++++ Dataset records

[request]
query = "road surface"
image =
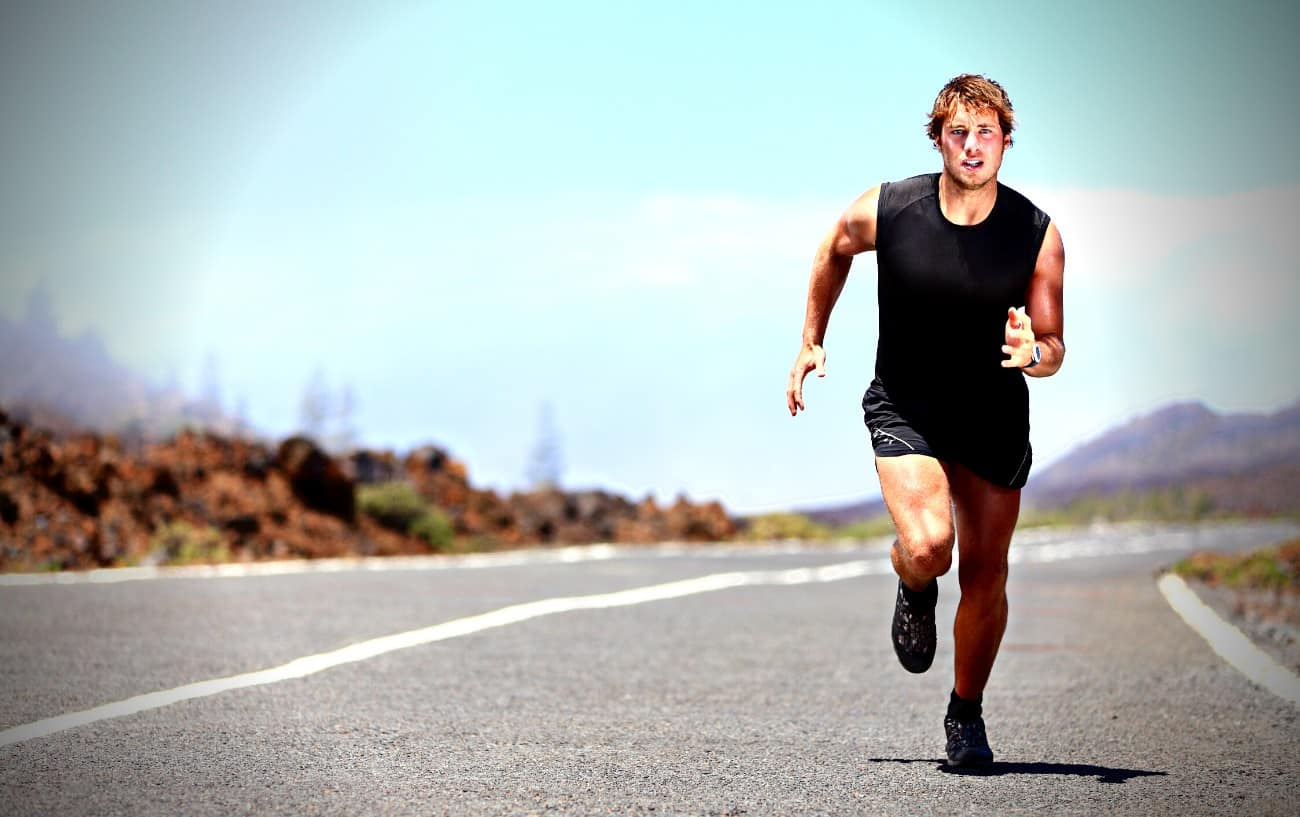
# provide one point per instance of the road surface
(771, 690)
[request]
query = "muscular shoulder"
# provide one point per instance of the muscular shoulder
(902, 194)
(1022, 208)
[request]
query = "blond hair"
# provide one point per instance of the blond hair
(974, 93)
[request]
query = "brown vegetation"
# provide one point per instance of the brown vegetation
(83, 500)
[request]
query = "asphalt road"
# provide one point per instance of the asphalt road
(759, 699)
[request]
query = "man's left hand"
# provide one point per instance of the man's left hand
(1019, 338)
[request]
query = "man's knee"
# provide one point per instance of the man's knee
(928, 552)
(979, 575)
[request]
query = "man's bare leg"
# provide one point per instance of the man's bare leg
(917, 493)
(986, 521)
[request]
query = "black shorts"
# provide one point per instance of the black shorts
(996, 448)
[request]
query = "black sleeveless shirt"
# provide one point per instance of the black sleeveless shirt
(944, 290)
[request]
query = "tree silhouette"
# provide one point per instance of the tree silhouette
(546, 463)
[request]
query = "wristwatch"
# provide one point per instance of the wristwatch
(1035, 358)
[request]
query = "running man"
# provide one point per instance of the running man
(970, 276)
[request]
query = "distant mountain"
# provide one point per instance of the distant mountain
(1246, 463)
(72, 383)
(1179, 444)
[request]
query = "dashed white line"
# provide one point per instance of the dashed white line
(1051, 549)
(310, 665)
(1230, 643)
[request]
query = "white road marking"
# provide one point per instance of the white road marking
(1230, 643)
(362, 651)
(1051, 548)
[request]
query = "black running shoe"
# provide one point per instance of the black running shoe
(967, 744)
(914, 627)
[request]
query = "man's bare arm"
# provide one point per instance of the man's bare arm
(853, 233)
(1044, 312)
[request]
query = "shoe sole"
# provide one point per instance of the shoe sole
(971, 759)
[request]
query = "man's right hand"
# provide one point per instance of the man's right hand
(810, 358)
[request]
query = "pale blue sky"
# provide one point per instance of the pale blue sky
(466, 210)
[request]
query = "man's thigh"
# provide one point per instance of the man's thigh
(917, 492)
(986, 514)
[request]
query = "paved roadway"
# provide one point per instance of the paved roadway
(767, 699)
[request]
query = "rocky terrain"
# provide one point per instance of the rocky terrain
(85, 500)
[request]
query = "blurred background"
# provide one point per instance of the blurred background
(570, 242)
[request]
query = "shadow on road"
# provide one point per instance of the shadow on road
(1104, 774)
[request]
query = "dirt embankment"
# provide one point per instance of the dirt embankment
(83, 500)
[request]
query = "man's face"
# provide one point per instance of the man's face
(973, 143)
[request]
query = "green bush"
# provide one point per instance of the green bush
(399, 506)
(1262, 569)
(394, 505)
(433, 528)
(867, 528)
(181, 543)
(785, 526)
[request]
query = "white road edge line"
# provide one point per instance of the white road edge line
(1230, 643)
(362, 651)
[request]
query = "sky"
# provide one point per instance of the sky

++++++++

**What is needed**
Set down the data above word for word, leaving every picture out.

**Result for this task**
[request]
query = "road surface"
image =
# provide one point per instance of the road surface
(771, 690)
[request]
query = "muscular shoulder"
# provide one point per instance of the muscular shoulder
(902, 194)
(1022, 208)
[request]
query = "blond hair"
# provide one point per instance of the blond hair
(974, 93)
[request]
query = "brown vegetation"
# provide one point per instance of the brown vegetation
(83, 500)
[request]
query = "asphalt road"
# provide one point per instance of the asphalt road
(759, 699)
[request]
query = "man's left hand"
# provide one point per instance of the man's left hand
(1019, 338)
[request]
query = "man's knee"
# provide one point per instance of the man's knee
(928, 552)
(979, 575)
[request]
query = "man's bare leg"
# provide one point per instance of the man's bare leg
(917, 493)
(986, 521)
[request]
query = "black shorts"
# provide one point per instance of the black shorts
(996, 448)
[request]
query = "black sleeveless shirt"
# provide one point per instance of the black sleeveless shirt
(944, 290)
[request]
query = "tree silhouette"
# provide one point per instance of the tree silhouette
(546, 463)
[request]
query = "wristwatch"
# provide one point per instance of the wristwatch
(1035, 358)
[request]
query = "running man"
# provide one point per instance of the running man
(970, 276)
[request]
query = "distant mountain"
# provide one point per instance of the distant mountain
(1246, 463)
(72, 383)
(1179, 444)
[request]
query = "dashed white line"
# provide one point per instance of the dashed white line
(1051, 549)
(310, 665)
(1230, 643)
[request]
query = "white road marking"
# provide one point per instance of the white road marking
(1230, 643)
(362, 651)
(1051, 548)
[request]
query = "black running shoe"
# provide one point per instance of the black running shoe
(967, 744)
(914, 627)
[request]
query = "man's bare arm"
# provide one point per instance of the man's bare arm
(853, 233)
(1044, 312)
[request]
query = "shoe sole"
# provide one point per instance of the shoe sole
(971, 759)
[request]
query = "man's right hand"
# provide one point per instance of the man's right hand
(810, 358)
[request]
query = "pale blue sky"
# provide one point per instance of the pale blue sky
(466, 210)
[request]
query = "man's thigh"
# provide one point per instance of the man's thigh
(917, 492)
(986, 514)
[request]
query = "paved roadway"
# provide one point per instance of the paved roadway
(767, 699)
[request]
query = "rocky terrain"
# provide one point per instance of the rocky terrain
(85, 500)
[request]
query = "blurred background"
# provide one point per instance of the blurred background
(570, 242)
[request]
query = "shadow on road"
# provide one point per instance of the shadow on road
(1104, 774)
[request]
query = "dirt embankment"
# provide one point per instance of the dirt embankment
(83, 500)
[request]
query = "man's face"
# provide one point per instance of the man's face
(973, 143)
[request]
query = "green bush"
# provide one point per instance of the green bush
(399, 506)
(1262, 569)
(394, 505)
(433, 528)
(867, 528)
(181, 543)
(785, 526)
[request]
query = "white road edge line"
# provide one point per instance of the white road edge line
(1230, 643)
(362, 651)
[request]
query = "sky"
# provide one point per instance of the sky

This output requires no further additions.